## Source
★ ★ ★ ★ ★ ★ ★

Description: If the union of classes is a function, there is at most one element in relation to an arbitrary element regarding one of these classes. (Contributed by AV, 18-Jul-2019)
| Ref | Expression | ||
|---|---|---|---|
| Assertion | fununmo | ⊢ ( Fun ( 𝐹 ∪ 𝐺 ) → ∃* 𝑦 𝑥 𝐹 𝑦 ) |
| Step | Hyp | Ref | Expression |
|---|---|---|---|
| 1 | funmo | ⊢ ( Fun ( 𝐹 ∪ 𝐺 ) → ∃* 𝑦 𝑥 ( 𝐹 ∪ 𝐺 ) 𝑦 ) | |
| 2 | orc | ⊢ ( 𝑥 𝐹 𝑦 → ( 𝑥 𝐹 𝑦 ∨ 𝑥 𝐺 𝑦 ) ) | |
| 3 | brun | ⊢ ( 𝑥 ( 𝐹 ∪ 𝐺 ) 𝑦 ↔ ( 𝑥 𝐹 𝑦 ∨ 𝑥 𝐺 𝑦 ) ) | |
| 4 | 2 3 | sylibr | ⊢ ( 𝑥 𝐹 𝑦 → 𝑥 ( 𝐹 ∪ 𝐺 ) 𝑦 ) |
| 5 | 4 | moimi | ⊢ ( ∃* 𝑦 𝑥 ( 𝐹 ∪ 𝐺 ) 𝑦 → ∃* 𝑦 𝑥 𝐹 𝑦 ) |
| 6 | 1 5 | syl | ⊢ ( Fun ( 𝐹 ∪ 𝐺 ) → ∃* 𝑦 𝑥 𝐹 𝑦 ) |

★ ★ ★ ★ ★ ★ ★

[Data items]

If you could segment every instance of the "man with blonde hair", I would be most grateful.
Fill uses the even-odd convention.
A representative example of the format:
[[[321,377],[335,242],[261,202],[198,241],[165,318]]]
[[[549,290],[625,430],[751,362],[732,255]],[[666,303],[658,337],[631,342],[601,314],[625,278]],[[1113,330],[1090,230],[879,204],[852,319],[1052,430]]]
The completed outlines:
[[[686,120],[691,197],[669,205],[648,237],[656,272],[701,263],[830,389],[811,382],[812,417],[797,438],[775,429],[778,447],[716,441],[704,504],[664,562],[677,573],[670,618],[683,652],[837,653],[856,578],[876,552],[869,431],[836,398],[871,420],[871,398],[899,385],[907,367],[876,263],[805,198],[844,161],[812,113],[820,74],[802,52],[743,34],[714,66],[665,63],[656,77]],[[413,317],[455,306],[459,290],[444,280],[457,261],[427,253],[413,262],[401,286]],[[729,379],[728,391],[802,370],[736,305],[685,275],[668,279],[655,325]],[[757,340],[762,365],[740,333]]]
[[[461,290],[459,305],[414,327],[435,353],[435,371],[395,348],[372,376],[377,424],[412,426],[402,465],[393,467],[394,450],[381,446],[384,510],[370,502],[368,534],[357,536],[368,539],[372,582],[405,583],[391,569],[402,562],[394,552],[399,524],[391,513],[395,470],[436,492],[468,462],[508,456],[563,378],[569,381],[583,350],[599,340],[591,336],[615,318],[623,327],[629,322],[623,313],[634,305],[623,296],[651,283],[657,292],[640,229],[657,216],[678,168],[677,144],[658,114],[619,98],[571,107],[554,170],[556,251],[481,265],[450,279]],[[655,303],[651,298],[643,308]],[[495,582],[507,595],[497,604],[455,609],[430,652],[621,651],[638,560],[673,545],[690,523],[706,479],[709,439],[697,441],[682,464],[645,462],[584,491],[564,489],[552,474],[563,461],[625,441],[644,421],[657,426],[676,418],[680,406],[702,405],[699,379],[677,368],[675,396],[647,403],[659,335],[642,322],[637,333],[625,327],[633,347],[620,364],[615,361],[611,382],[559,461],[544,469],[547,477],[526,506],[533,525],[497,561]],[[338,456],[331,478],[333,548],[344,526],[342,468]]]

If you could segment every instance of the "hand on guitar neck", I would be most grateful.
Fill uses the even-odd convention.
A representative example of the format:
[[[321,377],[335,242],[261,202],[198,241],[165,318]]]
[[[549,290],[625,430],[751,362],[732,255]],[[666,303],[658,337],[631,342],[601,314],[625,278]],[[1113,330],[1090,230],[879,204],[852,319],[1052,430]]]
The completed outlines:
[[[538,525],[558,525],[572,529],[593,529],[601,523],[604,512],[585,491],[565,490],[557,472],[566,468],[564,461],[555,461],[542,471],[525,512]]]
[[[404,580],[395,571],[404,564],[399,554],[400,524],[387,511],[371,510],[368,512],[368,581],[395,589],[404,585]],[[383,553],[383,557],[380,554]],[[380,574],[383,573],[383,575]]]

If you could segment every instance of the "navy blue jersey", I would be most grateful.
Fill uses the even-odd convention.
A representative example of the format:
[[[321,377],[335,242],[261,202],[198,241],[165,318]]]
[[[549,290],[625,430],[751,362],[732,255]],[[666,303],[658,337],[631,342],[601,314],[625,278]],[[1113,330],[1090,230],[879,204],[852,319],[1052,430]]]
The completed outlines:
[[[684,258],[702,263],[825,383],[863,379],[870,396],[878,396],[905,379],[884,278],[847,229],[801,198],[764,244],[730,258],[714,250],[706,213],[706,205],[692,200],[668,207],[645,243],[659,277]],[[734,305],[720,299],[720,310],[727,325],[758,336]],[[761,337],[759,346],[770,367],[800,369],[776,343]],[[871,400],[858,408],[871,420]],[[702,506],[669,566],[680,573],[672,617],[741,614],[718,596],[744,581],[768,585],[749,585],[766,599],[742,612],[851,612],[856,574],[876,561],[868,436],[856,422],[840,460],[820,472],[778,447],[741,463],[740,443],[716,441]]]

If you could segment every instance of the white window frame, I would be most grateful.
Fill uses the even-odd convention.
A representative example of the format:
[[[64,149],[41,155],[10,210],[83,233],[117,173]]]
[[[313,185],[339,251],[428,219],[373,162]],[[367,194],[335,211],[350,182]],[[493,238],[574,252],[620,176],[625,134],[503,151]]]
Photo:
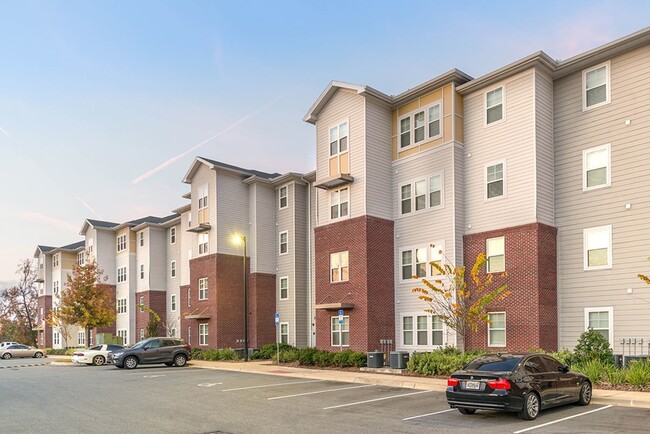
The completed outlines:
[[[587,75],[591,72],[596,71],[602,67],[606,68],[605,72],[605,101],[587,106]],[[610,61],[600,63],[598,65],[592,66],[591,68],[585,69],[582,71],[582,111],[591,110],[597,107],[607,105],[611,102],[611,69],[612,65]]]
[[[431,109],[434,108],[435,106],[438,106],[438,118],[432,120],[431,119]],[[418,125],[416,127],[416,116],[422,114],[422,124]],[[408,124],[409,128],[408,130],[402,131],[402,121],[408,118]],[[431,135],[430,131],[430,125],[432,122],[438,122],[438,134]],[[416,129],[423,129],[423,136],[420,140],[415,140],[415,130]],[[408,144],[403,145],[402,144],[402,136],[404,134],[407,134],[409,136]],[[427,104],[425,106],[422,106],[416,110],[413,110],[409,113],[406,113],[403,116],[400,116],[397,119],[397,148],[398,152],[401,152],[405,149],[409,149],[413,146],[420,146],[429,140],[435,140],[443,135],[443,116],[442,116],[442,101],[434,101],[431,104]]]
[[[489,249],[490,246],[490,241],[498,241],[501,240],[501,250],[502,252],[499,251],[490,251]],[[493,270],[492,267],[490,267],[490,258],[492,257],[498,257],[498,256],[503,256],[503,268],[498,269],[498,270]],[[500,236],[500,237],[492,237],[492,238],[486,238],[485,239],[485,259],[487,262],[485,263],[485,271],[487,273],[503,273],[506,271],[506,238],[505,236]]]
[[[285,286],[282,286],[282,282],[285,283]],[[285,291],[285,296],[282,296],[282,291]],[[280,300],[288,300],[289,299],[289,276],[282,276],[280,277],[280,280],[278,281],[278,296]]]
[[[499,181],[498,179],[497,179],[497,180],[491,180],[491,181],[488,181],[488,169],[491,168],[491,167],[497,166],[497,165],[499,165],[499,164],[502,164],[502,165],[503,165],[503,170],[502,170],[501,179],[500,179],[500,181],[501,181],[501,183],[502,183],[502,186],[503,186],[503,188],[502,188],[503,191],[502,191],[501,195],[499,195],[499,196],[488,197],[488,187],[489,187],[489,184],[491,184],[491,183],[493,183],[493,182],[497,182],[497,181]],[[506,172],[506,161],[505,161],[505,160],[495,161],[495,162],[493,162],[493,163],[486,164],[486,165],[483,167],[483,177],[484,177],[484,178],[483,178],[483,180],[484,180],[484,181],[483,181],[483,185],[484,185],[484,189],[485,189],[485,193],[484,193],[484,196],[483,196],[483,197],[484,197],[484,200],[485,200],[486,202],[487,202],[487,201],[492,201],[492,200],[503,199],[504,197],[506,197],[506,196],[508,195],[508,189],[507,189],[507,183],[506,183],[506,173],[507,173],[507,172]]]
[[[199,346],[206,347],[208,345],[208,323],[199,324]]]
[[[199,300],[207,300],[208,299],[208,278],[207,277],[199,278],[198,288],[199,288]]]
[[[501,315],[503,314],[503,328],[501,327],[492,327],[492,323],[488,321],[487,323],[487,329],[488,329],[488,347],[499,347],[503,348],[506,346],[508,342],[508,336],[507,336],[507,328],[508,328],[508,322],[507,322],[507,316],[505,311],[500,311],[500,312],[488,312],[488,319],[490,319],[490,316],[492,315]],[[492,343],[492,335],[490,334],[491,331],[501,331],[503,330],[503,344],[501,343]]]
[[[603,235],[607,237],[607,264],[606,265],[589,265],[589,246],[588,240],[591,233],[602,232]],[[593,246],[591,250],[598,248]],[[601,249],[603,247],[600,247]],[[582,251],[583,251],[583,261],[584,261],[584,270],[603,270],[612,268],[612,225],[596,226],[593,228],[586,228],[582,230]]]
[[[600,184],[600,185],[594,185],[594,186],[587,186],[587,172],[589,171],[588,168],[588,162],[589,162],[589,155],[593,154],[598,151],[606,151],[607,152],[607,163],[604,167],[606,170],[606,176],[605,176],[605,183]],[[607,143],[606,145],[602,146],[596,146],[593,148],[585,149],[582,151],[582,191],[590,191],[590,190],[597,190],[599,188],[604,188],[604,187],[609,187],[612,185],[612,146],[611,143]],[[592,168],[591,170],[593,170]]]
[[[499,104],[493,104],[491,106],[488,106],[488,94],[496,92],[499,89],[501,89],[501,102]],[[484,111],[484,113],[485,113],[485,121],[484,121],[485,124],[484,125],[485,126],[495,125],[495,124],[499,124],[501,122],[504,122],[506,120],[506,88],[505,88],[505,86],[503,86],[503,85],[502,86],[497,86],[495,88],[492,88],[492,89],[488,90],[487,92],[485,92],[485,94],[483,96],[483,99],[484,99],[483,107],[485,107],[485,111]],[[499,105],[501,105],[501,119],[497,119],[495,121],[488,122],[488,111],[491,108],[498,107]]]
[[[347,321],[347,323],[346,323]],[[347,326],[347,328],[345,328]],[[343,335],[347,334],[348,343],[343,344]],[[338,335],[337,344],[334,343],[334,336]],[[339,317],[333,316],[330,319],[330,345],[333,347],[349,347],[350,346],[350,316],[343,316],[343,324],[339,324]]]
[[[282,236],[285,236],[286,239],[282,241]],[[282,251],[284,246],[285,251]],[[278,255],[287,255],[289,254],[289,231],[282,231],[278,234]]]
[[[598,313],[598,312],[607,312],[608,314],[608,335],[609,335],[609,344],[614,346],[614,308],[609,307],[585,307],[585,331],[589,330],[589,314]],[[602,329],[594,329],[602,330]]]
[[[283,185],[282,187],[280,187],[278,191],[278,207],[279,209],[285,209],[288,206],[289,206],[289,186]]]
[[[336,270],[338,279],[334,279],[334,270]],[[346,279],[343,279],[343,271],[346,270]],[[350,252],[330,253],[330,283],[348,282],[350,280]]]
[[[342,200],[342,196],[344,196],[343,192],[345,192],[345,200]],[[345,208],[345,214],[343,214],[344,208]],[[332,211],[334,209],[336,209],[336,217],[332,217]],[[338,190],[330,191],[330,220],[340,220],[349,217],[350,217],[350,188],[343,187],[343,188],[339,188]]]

★ ★ ★ ★ ★ ★ ★

## Task instructions
1. In the fununmo proof, does each statement agree with the text? (a) The theorem was contributed on 18-Jul-2019. (b) The description states that there is exactly one element in relation to an arbitrary element. (c) Step 1 of the proof cites funmo. Answer yes or no for each and quote the deciding words.
2. Echo the passage of the fununmo proof starting at "Description: If the" and ending at "by AV, 18-Jul-2019)".
Use only the fununmo proof above as your source.

## Solution set
1.
(a) Yes: "(Contributed by AV, 18-Jul-2019)"
(b) No: "there is at most one element in relation to an arbitrary element"
(c) Yes: "funmo"

2.
Description: If the union of classes is a function, there is at most one element in relation to an arbitrary element regarding one of these classes. (Contributed by AV, 18-Jul-2019)